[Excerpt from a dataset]
^^^^

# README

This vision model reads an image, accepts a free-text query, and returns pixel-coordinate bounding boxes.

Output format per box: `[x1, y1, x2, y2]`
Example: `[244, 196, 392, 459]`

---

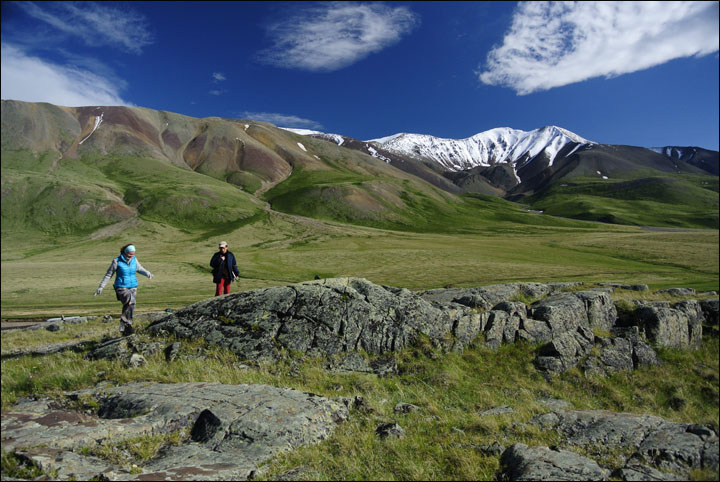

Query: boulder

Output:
[2, 383, 348, 480]
[530, 293, 589, 339]
[498, 443, 610, 481]
[633, 304, 702, 348]
[148, 278, 483, 360]
[700, 298, 718, 326]
[531, 410, 718, 479]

^^^^

* Exercise aim *
Can you retype every record above exactly, leaving out the pictures?

* Solution for this exercise *
# README

This vision model reads an image, accepts a free-text query, and returns pixel-coordinate bounding boxes.

Output format per box: `[x1, y1, x2, y2]`
Example: `[244, 196, 392, 459]`

---


Query: boulder

Output:
[2, 383, 348, 480]
[530, 293, 589, 339]
[498, 443, 610, 481]
[633, 304, 702, 348]
[148, 278, 483, 360]
[700, 298, 718, 326]
[531, 410, 718, 479]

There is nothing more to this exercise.